• [Problem details]:
Everything in the listing should be restated word for word.

Records from a data collection:

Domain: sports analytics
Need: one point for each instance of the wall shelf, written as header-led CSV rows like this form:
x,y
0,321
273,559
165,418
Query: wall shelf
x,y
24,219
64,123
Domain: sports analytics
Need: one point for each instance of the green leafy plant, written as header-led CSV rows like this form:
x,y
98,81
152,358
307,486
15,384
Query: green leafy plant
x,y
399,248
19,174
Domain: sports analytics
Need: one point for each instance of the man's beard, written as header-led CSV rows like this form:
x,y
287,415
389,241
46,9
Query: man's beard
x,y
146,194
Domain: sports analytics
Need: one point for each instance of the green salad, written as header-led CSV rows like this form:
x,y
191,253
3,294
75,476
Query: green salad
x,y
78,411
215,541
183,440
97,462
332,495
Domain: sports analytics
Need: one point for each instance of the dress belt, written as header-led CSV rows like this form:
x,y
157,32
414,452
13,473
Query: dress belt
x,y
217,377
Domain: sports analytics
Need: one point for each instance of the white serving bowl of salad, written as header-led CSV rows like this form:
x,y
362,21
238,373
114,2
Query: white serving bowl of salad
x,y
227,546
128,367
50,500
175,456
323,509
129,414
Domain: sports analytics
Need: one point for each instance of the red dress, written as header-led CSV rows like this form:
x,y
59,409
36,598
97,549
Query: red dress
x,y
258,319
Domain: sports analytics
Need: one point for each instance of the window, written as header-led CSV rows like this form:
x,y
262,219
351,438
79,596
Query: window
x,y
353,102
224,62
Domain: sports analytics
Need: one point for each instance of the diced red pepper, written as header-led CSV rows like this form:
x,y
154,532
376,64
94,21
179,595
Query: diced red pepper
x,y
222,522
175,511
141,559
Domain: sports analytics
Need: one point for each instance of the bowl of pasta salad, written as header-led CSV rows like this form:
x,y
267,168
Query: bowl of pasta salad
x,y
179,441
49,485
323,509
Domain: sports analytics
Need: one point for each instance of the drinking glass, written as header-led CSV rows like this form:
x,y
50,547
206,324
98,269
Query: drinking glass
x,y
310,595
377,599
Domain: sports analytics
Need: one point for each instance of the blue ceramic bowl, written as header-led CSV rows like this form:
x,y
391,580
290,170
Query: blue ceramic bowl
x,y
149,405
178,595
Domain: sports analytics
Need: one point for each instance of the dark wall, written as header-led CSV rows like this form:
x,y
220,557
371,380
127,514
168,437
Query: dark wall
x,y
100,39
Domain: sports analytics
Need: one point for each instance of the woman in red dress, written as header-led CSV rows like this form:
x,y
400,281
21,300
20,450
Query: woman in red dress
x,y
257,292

• [Task answer]:
Domain: sports analytics
Need: one point for each instance of the wall shelf, written as header-led CSV rows like this form:
x,y
0,321
273,559
165,418
Query: wall shelf
x,y
24,219
64,123
Domain: sports analytics
Need: one point for each instance of the green leafy plant, written as header-led CSV rows like this form:
x,y
98,81
152,358
307,486
15,384
Query: green leafy plant
x,y
399,248
19,174
Domain: sports analytics
Need: one point for each instance of the man's beard, written as header-led CSV rows like this form:
x,y
287,415
389,241
46,9
Query: man's beard
x,y
146,194
Domain: sports analytics
Need: one point for each instance of the green salad, written as header-led CSV rows like this form:
x,y
191,253
3,294
75,476
Query: green salad
x,y
78,411
215,541
183,440
97,462
332,495
Domain: sports analytics
Need: one point for each instance of the dress belt, written as header-led CSV rows like this form:
x,y
157,32
414,452
13,473
Query: dress belt
x,y
217,377
Domain: sports analytics
Need: one point for each instance of the white serving bowl of salad, written as header-led CSV rows like this form:
x,y
362,21
238,373
114,2
Query: white serving bowl of salad
x,y
227,546
128,367
50,500
175,456
323,509
129,414
Domain: sports analytics
Need: one point for each instance of the red dress, written as header-led CSV rows like this form:
x,y
59,409
36,598
97,549
Query: red dress
x,y
258,319
Domain: sports analytics
Need: one point for each instance of the window, written as header-led CSV rows like this form:
x,y
262,219
351,438
79,596
Query: window
x,y
353,102
224,62
Domain: sports analytics
Need: one point for each instance of the diced red pepper, written as header-led CSV rows like this form:
x,y
154,532
376,64
94,21
179,595
Query: diced red pepper
x,y
222,522
175,511
141,559
Domain: sports analytics
Need: one point for each instance of the bowl of pasta salad, written as header-led CSV rows like this form:
x,y
267,168
Query: bowl of pasta salad
x,y
179,441
49,485
323,509
Domain: sports analytics
Need: one point for each instance of the drinking glass, written as header-led CSV rows like this form:
x,y
50,547
206,324
98,269
Query: drinking glass
x,y
310,595
377,599
Domain: sports analytics
Need: one point for each instance of the blue ceramic bowl, written as header-led CSV rows like this form:
x,y
391,580
290,170
Query: blue ceramic bowl
x,y
149,405
178,595
Domain: sports analytics
Need: one point for each instance of the dark wall, written as header-led CSV rows like this form:
x,y
220,557
371,380
127,514
168,437
Query: dark wall
x,y
100,39
Domain: sports analytics
Need: one point for each instance of the woman in red dress, written as header-led CSV rows like this form:
x,y
400,281
21,300
20,450
Query: woman in red dress
x,y
257,292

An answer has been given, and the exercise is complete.